Factors that may cause actual results to differ materially from those included in the forward-looking statements include but are not limited to actions or inactions by local, state and federal regulatory bodies; competition and industry restructuring; changes in economic conditions; changes in weather patterns; changes in laws, regulations or regulatory policy; changes in levels or timing of capital expenditures; developments in legal or public policy doctrines; technological developments; changes in accounting standards and financial reporting legislation; fluctuations in the value of our remaining competitive electricity positions; actions of rating agencies; subsequent recognition, derecognition and measurement of tax positions; and other presently unknown or unforeseen factors.
Other risk factors are detailed from time to time in our reports with the SEC.
Any forward-looking statement speaks only as to the date on which such statement is made, and we undertake no obligation to update the information contained in any forward-looking statements to reflect developments or circumstances occurring after the statement is made.
I will now turn over the call to Chuck.
Chuck Shivery - Chairman, President and CEO
Thank you, Jeff, and good morning, everyone.
I am pleased to say that this was another good quarter for Northeast Utilities.
We earned $0.31 per share in the second quarter and $0.80 a share in the first six months of 2007.
Those results are consistent with the earnings guidance we first provided you last November of between $1.30 and $1.55 per share.

* * * * *

EXERCISE REQUIREMENTS: Copy out the earnings call excerpt word for word, from its first sentence to its last. The material that follows is not needed for this work.

* * * * *

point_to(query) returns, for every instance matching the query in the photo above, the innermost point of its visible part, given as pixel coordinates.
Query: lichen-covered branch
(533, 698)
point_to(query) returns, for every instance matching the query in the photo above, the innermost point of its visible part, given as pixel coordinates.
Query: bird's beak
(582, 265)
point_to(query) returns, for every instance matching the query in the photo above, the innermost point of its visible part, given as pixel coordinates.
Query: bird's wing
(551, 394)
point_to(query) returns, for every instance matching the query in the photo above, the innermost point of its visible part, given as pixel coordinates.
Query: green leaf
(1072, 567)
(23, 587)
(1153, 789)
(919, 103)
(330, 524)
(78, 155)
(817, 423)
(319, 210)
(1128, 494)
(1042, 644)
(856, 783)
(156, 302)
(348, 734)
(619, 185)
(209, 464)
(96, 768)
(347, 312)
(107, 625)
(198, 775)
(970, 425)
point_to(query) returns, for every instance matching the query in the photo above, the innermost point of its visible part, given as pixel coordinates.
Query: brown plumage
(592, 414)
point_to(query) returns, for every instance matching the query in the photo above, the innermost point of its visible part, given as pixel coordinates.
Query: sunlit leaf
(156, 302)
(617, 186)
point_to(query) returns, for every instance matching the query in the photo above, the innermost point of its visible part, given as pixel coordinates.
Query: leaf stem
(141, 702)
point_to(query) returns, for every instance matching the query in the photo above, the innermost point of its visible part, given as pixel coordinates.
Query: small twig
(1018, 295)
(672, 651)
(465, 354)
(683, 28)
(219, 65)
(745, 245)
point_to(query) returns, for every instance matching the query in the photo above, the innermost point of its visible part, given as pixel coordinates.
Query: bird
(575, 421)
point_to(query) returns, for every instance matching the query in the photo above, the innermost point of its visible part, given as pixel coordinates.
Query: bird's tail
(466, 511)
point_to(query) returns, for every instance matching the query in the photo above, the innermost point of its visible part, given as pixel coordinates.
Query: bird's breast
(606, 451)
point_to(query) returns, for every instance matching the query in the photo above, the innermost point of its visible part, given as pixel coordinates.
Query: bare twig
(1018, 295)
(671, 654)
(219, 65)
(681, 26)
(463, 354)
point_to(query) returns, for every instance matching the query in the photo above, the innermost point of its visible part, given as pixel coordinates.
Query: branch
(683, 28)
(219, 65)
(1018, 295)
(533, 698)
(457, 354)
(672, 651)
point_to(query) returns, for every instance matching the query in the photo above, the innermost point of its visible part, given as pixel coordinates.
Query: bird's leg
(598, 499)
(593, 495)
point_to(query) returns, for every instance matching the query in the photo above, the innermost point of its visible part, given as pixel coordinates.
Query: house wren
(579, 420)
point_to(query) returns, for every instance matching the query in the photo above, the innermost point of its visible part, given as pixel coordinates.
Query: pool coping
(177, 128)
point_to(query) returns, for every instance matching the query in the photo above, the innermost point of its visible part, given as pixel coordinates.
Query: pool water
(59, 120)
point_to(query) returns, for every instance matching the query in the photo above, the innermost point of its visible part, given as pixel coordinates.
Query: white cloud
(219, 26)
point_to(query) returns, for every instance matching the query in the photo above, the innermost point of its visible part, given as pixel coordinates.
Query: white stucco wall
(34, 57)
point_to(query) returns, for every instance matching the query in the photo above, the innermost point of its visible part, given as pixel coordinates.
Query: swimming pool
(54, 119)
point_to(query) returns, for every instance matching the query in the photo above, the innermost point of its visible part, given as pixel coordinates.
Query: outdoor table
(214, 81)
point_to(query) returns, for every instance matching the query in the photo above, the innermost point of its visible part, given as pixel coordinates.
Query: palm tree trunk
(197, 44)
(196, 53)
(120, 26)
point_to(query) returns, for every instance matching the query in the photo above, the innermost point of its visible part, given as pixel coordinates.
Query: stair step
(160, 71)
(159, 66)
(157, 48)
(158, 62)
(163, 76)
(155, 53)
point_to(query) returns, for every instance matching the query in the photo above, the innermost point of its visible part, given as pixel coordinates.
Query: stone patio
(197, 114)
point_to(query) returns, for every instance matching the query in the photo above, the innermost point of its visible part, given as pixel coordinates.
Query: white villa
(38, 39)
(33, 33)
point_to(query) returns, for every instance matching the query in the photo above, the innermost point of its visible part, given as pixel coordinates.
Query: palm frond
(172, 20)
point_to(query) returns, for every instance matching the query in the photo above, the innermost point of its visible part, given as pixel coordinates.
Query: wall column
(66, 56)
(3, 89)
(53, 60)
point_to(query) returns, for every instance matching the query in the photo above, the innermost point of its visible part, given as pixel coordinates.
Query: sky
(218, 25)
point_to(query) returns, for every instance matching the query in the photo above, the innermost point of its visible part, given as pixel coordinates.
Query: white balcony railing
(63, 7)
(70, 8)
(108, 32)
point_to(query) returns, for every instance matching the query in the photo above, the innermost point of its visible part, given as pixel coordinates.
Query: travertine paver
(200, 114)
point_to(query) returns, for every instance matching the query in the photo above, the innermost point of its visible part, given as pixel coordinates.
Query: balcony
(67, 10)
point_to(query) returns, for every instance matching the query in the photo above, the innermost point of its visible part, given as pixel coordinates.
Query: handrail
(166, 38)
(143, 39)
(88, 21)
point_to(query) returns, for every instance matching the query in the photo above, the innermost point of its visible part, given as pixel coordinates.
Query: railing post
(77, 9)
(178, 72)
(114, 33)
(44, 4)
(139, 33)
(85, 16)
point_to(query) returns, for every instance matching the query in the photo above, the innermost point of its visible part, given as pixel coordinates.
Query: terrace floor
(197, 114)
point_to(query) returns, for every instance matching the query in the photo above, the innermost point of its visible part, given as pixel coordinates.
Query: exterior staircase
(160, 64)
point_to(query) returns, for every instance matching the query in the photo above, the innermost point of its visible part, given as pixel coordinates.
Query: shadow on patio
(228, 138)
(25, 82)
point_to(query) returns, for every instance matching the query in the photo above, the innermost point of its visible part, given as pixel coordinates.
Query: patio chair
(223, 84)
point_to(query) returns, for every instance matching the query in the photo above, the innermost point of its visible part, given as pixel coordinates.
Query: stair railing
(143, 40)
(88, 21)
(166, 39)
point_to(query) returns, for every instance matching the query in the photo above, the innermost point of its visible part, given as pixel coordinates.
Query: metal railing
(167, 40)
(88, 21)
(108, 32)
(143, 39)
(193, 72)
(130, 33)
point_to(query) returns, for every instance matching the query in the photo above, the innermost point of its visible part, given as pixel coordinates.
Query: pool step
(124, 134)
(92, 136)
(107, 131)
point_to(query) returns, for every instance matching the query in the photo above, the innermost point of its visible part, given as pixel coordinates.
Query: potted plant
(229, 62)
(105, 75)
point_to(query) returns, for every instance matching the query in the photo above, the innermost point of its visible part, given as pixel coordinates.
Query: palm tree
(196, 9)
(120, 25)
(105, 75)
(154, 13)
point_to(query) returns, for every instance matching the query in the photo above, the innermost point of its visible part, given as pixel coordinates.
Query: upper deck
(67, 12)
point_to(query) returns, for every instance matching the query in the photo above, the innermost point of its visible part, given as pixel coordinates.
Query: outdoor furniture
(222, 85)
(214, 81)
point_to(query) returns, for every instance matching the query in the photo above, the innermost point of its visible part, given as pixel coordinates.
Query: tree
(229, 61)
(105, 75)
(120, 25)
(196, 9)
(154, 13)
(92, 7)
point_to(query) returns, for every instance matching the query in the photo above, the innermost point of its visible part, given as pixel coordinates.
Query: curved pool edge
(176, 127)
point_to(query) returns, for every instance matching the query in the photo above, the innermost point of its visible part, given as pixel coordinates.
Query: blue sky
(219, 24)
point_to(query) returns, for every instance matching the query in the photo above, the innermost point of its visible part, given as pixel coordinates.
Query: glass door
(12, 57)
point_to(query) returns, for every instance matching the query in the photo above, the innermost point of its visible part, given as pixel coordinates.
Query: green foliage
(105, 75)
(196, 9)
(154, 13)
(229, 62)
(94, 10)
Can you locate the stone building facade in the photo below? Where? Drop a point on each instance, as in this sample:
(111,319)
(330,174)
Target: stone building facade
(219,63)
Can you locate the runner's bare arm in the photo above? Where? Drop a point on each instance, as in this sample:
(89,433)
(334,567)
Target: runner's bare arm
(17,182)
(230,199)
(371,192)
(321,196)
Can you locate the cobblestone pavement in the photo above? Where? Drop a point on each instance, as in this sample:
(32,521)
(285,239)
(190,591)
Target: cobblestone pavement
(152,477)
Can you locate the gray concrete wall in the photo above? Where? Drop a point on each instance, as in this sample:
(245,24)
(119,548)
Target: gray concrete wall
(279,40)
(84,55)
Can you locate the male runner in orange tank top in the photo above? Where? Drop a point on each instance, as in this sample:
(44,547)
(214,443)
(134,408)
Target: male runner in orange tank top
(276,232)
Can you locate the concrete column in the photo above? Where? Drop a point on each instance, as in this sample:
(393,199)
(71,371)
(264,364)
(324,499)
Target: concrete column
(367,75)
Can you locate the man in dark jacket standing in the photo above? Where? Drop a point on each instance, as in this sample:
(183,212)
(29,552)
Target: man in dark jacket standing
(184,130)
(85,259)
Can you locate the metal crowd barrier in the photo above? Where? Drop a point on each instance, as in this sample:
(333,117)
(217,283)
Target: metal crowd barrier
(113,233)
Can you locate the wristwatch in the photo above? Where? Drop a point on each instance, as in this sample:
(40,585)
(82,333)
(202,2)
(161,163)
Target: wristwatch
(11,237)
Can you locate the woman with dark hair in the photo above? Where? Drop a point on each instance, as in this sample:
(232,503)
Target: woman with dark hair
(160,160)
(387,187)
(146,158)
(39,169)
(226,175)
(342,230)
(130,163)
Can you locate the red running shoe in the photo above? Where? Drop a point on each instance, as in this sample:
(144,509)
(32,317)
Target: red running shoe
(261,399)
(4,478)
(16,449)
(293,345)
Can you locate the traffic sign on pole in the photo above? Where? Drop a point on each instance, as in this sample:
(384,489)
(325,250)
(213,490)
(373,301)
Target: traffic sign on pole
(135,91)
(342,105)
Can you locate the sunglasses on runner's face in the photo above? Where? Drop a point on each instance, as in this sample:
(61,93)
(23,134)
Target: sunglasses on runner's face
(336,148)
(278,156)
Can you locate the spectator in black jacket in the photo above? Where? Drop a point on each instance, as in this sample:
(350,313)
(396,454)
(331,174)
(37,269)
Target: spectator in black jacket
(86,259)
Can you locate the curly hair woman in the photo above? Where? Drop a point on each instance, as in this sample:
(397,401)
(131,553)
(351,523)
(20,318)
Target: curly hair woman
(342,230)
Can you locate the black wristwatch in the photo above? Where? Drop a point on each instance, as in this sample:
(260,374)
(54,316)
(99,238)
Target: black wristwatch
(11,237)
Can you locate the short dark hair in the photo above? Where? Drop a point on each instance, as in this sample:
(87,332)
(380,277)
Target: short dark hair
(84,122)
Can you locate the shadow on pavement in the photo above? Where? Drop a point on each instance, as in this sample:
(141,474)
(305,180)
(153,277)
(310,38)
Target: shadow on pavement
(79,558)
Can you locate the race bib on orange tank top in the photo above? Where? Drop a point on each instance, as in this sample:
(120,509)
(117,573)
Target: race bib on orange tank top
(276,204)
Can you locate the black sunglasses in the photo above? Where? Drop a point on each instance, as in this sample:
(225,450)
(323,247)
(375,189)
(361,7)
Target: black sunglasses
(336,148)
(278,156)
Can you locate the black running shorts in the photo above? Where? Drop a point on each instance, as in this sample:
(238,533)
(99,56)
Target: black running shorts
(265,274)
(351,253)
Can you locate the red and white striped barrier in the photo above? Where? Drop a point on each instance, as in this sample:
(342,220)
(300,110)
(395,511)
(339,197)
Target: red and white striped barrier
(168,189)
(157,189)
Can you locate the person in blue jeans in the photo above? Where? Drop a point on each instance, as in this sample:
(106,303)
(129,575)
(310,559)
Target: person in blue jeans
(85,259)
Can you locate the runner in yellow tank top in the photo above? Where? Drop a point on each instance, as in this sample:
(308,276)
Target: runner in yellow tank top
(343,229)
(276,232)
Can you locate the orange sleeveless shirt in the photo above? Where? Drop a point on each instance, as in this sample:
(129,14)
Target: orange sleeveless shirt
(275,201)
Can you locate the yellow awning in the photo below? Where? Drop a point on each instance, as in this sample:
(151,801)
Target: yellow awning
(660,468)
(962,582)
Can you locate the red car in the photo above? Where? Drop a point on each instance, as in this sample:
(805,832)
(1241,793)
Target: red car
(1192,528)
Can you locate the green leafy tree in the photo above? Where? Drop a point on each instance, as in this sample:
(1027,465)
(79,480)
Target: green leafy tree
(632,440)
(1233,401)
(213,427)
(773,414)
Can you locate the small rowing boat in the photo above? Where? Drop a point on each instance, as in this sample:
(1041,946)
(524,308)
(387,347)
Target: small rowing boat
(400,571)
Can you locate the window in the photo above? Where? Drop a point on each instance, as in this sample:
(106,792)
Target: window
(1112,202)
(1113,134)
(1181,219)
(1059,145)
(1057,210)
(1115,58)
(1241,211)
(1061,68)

* * * * *

FULL SOLUTION:
Factors that may cause actual results to differ materially from those included in the forward-looking statements include but are not limited to actions or inactions by local, state and federal regulatory bodies; competition and industry restructuring; changes in economic conditions; changes in weather patterns; changes in laws, regulations or regulatory policy; changes in levels or timing of capital expenditures; developments in legal or public policy doctrines; technological developments; changes in accounting standards and financial reporting legislation; fluctuations in the value of our remaining competitive electricity positions; actions of rating agencies; subsequent recognition, derecognition and measurement of tax positions; and other presently unknown or unforeseen factors.
Other risk factors are detailed from time to time in our reports with the SEC.
Any forward-looking statement speaks only as to the date on which such statement is made, and we undertake no obligation to update the information contained in any forward-looking statements to reflect developments or circumstances occurring after the statement is made.
I will now turn over the call to Chuck.
Chuck Shivery - Chairman, President and CEO
Thank you, Jeff, and good morning, everyone.
I am pleased to say that this was another good quarter for Northeast Utilities.
We earned $0.31 per share in the second quarter and $0.80 a share in the first six months of 2007.
Those results are consistent with the earnings guidance we first provided you last November of between $1.30 and $1.55 per share.